Source records:
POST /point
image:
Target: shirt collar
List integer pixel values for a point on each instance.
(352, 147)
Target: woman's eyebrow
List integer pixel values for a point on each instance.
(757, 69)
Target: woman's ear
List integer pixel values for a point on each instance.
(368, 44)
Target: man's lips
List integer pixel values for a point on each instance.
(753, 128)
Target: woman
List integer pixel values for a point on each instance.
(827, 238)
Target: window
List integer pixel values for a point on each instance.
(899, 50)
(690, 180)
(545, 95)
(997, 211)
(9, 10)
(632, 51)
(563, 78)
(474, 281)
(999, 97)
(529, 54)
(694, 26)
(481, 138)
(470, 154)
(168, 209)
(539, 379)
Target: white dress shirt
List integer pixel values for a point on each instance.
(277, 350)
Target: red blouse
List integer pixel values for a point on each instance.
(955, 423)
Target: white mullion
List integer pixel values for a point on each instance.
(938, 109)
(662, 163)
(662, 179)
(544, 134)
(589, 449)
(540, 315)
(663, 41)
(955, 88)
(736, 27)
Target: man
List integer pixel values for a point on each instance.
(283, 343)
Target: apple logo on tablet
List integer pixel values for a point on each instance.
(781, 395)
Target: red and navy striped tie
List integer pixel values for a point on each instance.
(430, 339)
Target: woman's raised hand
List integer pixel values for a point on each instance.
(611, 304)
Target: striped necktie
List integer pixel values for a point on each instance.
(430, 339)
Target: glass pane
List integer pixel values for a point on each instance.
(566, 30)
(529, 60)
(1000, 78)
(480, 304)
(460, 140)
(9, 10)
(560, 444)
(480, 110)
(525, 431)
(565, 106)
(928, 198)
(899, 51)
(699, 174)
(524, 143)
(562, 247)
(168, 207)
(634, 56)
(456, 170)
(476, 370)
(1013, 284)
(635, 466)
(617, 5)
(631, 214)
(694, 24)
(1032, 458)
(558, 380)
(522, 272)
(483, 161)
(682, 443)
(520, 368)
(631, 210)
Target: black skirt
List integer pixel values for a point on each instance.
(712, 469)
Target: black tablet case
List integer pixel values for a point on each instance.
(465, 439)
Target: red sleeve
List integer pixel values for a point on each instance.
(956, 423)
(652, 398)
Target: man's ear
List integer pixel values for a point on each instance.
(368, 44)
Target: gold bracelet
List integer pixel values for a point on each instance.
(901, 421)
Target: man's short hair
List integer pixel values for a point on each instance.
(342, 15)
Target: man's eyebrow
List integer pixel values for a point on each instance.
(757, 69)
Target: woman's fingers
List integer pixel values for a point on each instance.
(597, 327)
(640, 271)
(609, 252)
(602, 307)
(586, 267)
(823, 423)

• Your instructions:
Copy out all of the records verbatim.

• Solution to the problem:
POST /point
image:
Target: shirt collar
List integer pixel values for a point on each instance.
(352, 147)
Target: woman's eyebrow
List integer pixel values for a point on each instance.
(757, 69)
Target: woman's ear
List integer pixel values for a point on each instance.
(368, 44)
Target: man's lips
List integer pixel values for a point on each instance.
(753, 128)
Target: woman
List integer pixel values for a point on each instance.
(827, 238)
Target: window
List integer pixel values for a point on each instance.
(899, 50)
(690, 180)
(545, 95)
(997, 211)
(9, 10)
(632, 51)
(563, 78)
(474, 281)
(999, 97)
(529, 54)
(694, 26)
(481, 138)
(470, 154)
(168, 209)
(539, 379)
Target: white dress shirt
List integer pixel values for a point on each instance.
(277, 350)
Target: red blouse
List integer pixel values for a point on each instance.
(955, 423)
Target: white mullion
List integer pixel values for a point on each instance.
(938, 109)
(662, 163)
(662, 179)
(544, 134)
(589, 449)
(540, 315)
(663, 41)
(955, 88)
(736, 27)
Target: man
List integer pixel values for a point on each instance.
(283, 343)
Target: apple logo on tablet
List integer pixel values for a point on each instance.
(781, 395)
Target: red and navy striped tie
List integer pixel values for a point on each instance.
(430, 339)
Target: woman's raised hand
List integer pixel values for a point on each instance.
(611, 304)
Target: striped necktie
List integer pixel values for a point on each instance.
(430, 339)
Target: glass pane
List integer pixel values for a point on each instance.
(566, 30)
(529, 60)
(1000, 78)
(480, 304)
(460, 140)
(9, 10)
(560, 444)
(480, 110)
(525, 431)
(565, 106)
(928, 198)
(899, 51)
(699, 174)
(524, 143)
(562, 247)
(168, 207)
(634, 56)
(456, 170)
(476, 370)
(1013, 284)
(635, 466)
(617, 5)
(631, 214)
(694, 24)
(1032, 458)
(558, 380)
(522, 272)
(483, 161)
(682, 443)
(520, 368)
(631, 210)
Target: black skirt
List integer pixel values for a point on each instance.
(712, 469)
Target: black tablet case
List integer pixel values for a point on each instance.
(465, 439)
Target: red sleeve
List integer pixel values for a point on each instance.
(956, 423)
(652, 398)
Target: man's ear
List integer pixel values for a point on each instance.
(368, 44)
Target: gold bracelet
List integer pixel values for a point on each instance.
(901, 421)
Target: man's short hair
List integer pixel values for a point on each instance.
(342, 15)
Target: man's eyebrow
List integer pixel values for a point on each instance.
(757, 69)
Target: woman's fingers
List integer pixel values for a point on each instance.
(597, 327)
(640, 271)
(609, 252)
(602, 307)
(586, 267)
(823, 423)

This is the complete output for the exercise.